Problem statement >> Find every line in the data below that contains the string "cabinet", and copy each of those lines. Case counts.

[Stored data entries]
-=-=-

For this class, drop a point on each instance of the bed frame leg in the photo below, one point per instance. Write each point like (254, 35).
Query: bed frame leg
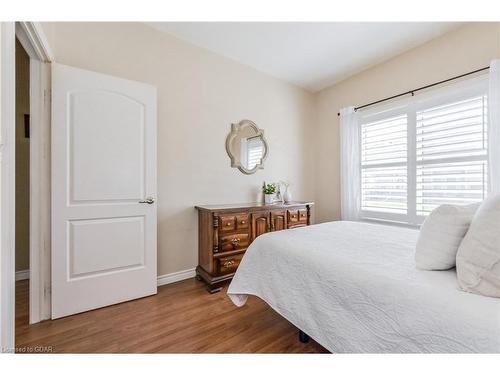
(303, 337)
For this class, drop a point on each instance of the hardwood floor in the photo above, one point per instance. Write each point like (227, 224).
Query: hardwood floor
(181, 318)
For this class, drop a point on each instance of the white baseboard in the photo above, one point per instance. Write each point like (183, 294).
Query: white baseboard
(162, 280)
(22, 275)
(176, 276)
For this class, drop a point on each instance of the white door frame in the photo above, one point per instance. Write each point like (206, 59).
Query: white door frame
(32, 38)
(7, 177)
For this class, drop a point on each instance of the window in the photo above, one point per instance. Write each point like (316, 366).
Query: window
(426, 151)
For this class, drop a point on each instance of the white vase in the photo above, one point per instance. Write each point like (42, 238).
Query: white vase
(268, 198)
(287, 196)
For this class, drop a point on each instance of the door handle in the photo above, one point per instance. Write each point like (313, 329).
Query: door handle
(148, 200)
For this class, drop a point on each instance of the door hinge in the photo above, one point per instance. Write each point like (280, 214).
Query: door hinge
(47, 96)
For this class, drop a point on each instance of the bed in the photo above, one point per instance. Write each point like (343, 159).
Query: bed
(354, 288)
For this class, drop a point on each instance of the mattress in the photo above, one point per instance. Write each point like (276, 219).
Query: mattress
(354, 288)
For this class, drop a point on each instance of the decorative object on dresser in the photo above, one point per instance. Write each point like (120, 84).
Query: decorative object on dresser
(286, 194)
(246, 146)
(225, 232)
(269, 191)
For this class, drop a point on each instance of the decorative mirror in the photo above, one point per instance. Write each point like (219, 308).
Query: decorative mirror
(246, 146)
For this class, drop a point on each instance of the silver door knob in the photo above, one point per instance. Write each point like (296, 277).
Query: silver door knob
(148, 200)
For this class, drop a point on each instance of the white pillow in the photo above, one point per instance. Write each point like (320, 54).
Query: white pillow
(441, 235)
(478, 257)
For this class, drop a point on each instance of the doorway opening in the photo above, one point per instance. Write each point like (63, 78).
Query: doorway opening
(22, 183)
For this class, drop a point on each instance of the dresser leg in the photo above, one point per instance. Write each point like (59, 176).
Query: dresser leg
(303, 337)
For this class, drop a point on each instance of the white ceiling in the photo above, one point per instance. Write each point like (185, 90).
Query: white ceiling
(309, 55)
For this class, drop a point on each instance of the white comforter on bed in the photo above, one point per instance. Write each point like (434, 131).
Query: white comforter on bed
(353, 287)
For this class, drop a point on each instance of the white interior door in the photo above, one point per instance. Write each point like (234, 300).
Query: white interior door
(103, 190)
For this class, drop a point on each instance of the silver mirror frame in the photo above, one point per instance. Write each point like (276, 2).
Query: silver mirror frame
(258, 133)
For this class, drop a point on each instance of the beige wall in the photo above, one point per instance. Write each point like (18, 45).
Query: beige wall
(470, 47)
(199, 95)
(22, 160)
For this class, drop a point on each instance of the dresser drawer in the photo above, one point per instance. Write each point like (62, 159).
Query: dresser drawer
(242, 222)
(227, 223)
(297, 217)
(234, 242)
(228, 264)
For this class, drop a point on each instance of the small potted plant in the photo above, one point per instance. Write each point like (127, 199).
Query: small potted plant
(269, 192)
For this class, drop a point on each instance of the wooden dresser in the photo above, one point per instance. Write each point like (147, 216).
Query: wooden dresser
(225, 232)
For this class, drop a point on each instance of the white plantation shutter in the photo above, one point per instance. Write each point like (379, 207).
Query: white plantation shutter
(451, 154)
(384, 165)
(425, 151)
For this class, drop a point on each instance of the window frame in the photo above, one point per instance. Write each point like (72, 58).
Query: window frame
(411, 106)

-=-=-

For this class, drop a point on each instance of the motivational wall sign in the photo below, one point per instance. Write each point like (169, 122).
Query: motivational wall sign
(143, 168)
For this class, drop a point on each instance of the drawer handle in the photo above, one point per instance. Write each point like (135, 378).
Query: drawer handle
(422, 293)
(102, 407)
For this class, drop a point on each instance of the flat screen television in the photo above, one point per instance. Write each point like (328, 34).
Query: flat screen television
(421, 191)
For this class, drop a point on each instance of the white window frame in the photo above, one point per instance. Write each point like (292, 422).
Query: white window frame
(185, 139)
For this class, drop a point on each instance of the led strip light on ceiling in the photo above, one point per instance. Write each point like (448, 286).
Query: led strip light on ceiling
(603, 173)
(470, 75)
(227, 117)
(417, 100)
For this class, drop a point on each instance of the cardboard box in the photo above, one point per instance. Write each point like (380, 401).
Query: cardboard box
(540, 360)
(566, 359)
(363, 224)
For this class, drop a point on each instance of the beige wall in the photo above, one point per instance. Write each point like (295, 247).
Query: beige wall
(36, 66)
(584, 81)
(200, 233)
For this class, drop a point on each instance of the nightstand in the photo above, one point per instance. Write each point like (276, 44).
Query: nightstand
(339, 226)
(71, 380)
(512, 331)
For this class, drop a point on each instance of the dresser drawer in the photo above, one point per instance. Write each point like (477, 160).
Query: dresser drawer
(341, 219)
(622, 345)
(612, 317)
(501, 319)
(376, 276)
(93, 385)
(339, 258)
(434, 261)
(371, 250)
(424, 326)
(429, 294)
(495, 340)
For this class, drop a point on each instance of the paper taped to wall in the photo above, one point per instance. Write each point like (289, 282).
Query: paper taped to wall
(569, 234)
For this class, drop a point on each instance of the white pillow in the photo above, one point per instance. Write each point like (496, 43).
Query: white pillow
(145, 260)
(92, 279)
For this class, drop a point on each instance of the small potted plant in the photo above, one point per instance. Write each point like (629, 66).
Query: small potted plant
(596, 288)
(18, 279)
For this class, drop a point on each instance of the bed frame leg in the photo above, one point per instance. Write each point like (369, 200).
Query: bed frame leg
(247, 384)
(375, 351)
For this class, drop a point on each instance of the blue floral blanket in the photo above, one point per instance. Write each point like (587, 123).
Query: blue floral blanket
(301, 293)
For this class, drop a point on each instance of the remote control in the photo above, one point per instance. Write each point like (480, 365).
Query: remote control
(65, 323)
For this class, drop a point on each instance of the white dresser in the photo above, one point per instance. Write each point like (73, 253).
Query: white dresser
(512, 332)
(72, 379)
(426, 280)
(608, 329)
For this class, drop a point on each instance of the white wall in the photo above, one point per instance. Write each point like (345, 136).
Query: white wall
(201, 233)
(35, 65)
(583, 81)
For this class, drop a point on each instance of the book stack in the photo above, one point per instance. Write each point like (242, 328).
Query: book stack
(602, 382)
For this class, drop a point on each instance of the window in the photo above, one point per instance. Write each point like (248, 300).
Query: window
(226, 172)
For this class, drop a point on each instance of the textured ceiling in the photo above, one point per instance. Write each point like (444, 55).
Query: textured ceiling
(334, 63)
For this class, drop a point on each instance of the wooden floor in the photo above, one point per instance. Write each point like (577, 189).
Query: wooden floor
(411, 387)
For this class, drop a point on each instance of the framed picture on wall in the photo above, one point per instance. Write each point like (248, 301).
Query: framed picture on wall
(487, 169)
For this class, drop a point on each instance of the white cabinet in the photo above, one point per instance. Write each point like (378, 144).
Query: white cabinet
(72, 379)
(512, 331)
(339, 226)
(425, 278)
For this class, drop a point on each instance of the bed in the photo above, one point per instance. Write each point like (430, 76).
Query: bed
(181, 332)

-=-=-

Answer for this exercise >>
For this class, drop a point on each instance of the white cabinet in the photo above, one point per instance. Write each point like (378, 144).
Query: white cabinet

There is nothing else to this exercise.